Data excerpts
_ _ _ _ _ _ _
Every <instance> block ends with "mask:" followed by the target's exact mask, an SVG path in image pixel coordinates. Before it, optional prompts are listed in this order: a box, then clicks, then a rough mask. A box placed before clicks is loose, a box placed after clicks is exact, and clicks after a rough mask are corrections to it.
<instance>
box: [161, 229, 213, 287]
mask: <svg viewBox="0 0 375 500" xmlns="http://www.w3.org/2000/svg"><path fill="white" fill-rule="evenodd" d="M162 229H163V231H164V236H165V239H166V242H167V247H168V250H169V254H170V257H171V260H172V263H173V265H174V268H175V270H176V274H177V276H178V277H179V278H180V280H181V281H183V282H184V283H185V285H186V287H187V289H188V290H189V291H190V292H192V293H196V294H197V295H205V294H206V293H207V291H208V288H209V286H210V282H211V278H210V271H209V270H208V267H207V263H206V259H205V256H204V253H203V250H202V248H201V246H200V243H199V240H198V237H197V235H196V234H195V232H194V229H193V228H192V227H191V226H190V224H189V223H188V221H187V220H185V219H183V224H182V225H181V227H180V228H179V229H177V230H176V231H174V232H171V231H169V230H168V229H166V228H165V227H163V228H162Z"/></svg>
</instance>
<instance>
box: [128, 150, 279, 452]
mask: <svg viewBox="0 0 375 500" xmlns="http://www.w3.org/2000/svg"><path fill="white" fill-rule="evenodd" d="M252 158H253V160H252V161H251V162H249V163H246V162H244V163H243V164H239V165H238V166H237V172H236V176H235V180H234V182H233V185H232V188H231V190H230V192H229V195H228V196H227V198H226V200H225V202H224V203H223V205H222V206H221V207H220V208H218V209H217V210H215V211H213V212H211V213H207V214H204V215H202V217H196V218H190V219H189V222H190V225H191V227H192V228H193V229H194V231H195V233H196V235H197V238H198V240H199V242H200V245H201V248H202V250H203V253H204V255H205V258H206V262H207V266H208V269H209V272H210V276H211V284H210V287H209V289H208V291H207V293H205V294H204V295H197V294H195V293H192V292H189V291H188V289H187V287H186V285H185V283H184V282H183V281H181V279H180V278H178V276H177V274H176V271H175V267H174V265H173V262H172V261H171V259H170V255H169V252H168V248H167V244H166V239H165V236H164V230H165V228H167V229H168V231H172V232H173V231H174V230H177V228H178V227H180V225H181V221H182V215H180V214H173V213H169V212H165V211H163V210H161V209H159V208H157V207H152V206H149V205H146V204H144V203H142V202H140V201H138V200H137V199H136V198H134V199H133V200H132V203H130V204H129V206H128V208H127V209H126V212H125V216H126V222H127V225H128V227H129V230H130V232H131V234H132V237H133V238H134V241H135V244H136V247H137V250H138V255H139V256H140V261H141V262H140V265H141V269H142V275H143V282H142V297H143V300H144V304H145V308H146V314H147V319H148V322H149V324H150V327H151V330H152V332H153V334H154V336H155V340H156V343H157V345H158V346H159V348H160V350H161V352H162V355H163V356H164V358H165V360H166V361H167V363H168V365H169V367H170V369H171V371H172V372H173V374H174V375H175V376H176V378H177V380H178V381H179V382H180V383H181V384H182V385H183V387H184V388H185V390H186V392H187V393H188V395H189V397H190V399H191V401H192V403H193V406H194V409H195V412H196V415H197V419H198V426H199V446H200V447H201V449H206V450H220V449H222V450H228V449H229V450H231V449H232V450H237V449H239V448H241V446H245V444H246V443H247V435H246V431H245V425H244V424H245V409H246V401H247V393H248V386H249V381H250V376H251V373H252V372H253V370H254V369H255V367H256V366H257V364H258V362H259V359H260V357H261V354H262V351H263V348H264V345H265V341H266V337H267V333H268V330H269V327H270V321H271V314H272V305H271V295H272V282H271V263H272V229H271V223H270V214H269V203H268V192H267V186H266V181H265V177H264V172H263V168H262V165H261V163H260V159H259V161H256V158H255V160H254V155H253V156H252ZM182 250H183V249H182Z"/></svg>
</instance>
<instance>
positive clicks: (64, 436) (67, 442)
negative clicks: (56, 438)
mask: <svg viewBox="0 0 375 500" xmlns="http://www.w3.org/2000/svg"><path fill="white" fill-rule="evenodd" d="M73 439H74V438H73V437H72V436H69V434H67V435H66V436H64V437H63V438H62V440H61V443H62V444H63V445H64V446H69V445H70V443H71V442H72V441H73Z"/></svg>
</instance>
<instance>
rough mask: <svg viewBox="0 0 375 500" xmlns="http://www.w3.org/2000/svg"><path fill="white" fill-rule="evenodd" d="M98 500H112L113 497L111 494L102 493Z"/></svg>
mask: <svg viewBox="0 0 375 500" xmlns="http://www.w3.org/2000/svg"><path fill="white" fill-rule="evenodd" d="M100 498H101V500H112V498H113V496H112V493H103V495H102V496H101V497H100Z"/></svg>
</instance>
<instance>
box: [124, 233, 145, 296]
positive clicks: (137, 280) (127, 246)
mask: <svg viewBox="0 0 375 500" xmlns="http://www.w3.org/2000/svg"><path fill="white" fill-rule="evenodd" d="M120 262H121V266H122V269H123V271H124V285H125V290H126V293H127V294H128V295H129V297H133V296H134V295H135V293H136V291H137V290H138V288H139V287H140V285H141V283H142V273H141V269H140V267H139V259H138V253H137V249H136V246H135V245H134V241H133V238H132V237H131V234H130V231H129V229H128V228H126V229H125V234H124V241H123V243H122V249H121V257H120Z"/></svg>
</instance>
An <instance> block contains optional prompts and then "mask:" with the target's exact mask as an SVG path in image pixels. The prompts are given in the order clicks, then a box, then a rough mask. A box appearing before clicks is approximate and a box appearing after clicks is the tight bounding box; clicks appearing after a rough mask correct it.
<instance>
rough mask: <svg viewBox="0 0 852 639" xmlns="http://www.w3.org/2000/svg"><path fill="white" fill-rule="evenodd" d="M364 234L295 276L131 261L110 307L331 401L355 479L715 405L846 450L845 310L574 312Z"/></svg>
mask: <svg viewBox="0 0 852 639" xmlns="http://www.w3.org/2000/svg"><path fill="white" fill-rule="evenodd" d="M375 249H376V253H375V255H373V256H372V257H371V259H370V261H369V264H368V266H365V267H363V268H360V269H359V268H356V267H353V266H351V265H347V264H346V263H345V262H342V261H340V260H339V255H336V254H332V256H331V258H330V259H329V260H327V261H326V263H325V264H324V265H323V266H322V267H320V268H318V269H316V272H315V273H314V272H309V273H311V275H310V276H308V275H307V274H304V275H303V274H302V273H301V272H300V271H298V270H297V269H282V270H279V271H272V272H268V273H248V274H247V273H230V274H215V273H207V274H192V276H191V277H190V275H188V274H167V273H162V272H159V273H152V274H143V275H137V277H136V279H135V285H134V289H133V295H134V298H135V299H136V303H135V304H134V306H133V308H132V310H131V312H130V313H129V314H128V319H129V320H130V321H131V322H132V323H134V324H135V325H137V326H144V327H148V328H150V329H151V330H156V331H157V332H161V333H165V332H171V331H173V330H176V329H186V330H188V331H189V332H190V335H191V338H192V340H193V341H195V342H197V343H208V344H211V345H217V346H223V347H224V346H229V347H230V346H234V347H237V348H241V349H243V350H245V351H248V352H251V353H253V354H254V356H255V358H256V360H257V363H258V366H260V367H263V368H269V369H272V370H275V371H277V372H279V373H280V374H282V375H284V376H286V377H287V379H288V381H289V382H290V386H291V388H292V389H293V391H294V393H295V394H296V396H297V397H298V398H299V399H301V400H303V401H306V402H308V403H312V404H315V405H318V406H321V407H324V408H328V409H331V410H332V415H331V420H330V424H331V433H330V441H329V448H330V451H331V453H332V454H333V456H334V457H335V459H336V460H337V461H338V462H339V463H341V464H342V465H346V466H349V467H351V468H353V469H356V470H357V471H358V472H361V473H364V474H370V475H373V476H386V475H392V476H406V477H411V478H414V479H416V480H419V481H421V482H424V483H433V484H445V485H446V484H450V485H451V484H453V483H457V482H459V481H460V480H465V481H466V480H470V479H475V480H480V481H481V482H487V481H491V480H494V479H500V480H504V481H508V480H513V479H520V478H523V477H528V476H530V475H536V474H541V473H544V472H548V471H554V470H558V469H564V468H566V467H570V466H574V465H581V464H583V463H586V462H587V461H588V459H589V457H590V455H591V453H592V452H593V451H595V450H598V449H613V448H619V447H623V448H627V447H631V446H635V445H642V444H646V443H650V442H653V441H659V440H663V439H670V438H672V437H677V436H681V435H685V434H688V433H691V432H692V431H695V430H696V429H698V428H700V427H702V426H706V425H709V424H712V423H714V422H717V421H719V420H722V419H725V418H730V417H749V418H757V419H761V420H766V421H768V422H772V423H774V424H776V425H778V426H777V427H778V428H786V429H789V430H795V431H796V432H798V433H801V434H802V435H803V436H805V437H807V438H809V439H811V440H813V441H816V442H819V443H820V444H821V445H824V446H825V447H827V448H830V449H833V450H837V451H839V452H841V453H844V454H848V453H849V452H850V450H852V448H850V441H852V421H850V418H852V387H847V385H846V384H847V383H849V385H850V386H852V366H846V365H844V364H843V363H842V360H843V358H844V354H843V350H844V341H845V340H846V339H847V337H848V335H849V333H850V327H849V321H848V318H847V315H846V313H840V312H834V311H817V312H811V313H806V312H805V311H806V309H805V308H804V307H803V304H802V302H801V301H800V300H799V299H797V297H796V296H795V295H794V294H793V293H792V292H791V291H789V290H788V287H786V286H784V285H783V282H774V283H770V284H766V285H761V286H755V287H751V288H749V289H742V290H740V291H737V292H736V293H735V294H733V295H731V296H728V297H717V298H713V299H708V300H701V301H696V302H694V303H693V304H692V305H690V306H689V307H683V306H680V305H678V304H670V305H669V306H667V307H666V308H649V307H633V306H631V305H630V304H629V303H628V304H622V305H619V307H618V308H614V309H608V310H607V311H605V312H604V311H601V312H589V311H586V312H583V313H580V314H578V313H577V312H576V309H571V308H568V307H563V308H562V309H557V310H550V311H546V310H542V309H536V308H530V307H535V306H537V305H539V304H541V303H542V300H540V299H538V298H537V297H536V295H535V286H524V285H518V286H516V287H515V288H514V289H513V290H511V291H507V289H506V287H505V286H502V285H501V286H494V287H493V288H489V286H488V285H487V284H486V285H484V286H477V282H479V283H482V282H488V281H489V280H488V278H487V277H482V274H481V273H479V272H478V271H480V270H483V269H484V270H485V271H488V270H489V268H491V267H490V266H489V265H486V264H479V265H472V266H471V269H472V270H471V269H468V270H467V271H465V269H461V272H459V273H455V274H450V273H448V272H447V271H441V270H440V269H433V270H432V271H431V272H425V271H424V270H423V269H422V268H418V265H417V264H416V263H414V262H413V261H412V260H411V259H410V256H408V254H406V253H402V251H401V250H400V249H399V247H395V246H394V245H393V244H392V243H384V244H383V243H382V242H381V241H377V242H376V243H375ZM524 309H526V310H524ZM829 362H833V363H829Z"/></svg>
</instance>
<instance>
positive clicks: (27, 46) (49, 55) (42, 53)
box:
_ _ _ _ _ _ _
State how many lines of the items above contain the string "positive". Reply with the number only.

3